→ Text:
That is why this is not a footnote to a local government story. A councillor aligning themselves with Restore is openly attaching themselves to an agenda built around mass removal, aggressive enforcement, and reopening political questions that have been settled in Britain for decades.

The other reason Restore matters is the ecosystem around it. Rupert Lowe has been embraced by Tommy Robinson. He has been amplified by Elon Musk, who has publicly attacked Nigel Farage and Reform, urging Reform to change its leader while promoting Lowe as the alternative. Hope Not Hate has published an explainer on Lowe and Restore Britain, setting out its view of what the project aims to build and the networks promoting it.

There is also the question of money and scale. Lowe has claimed that Restore signed up 60,000 members in the week since launch, each paying £20. If true, that would imply a substantial pot of membership income for a new political project. But there is no evidence for the membership figure beyond Restore’s own claims, and no independent way to verify it publicly.

Restore’s seven councillors at KCC may also not be the end of the story. BBC journalist Michael Keohan reported this week that he was told by insiders that conversations were taking place with unhappy backbench Reform councillors, and that around six defections could change the formal opposition picture at County Hall. He also reported comments from a 'senior Reform source,' who told him that “Restore are welcome to our dregs. Let’s not forget that six of these councillors were expelled from Reform for dishonesty. If this is the Restore’s bar for councillors, then it must be very low indeed.” Lowe simply replied: “There will be more.”

That might prove to be hype, and Reform still has 47 councillors at County Hall. We know there has been internal grumbling on Reform’s backbenches, but we do not know whether any others are willing to make the leap. But Restore is clearly trying to present itself as the next destination for anyone who thinks Reform is either too chaotic to function or not radical enough to satisfy its angriest supporters.

Across the council, other parties have framed the move as another symptom of instability in the Reform administration. Labour group leader Alister Brady said, “The chaos continues at KCC. There are massive questions over Kemkaran and Collins leadership after the riskiest budget in KCC history.” Lib Dem leader of the opposition, Antony Hook, said: “It is hard to keep track of the ever-changing groups leaving Reform,” adding that his party would continue to argue for “council policies that benefit all the people who live in our wonderful county.”

Kent Green group leader Mark Hood said voters who backed Reform “told me they were voting for Nigel, now they find they have voted for Rupert Lowe,” and described Restore as a “flag of convenience” that “flies above a vessel whose cargo is hate and its destination is division.”

Conservative leader Harry Rayner described the expulsions as indicative of a “toxic atmosphere” under KCC leadership, and accused Reform’s leadership of being “asleep at the wheel.” He also said he understood Maxine Fothergill was most likely to lead the new grouping. Fothergill told us that the group leadership position will be voted on internally next Tuesday.

At this stage, the practical machinery of the council matters less than it might normally. Committees will be adjusted. Groups will be relabelled. Seats will move. The bigger question is what it means to have an unregistered national project with an extreme platform establishing a foothold inside England’s biggest county council, and whether this is simply a consolidation of the councillors already ejected from Reform, or the beginning of a wider attempt to hollow out Reform’s Kent group from the inside.

The next milestone is Tuesday’s internal vote on Restore’s KCC leadership. After that, the more important test is whether Restore’s seven councillors operate as a coherent faction, and whether they choose to anchor themselves locally in the national platform Lowe has published, including mass deportations and reinstating the death penalty, or treat Restore primarily as a local vehicle for grievances about how Reform ran its group.

→ What you are asked to do:
From the article on Restore, reproduce word for word the passage that begins with the words "The other reason" and ends with the words "verify it publicly.".

→ Exercise data:
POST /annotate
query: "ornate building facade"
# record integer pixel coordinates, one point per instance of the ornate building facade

→ Answer box:
The other reason Restore matters is the ecosystem around it. Rupert Lowe has been embraced by Tommy Robinson. He has been amplified by Elon Musk, who has publicly attacked Nigel Farage and Reform, urging Reform to change its leader while promoting Lowe as the alternative. Hope Not Hate has published an explainer on Lowe and Restore Britain, setting out its view of what the project aims to build and the networks promoting it.

There is also the question of money and scale. Lowe has claimed that Restore signed up 60,000 members in the week since launch, each paying £20. If true, that would imply a substantial pot of membership income for a new political project. But there is no evidence for the membership figure beyond Restore’s own claims, and no independent way to verify it publicly.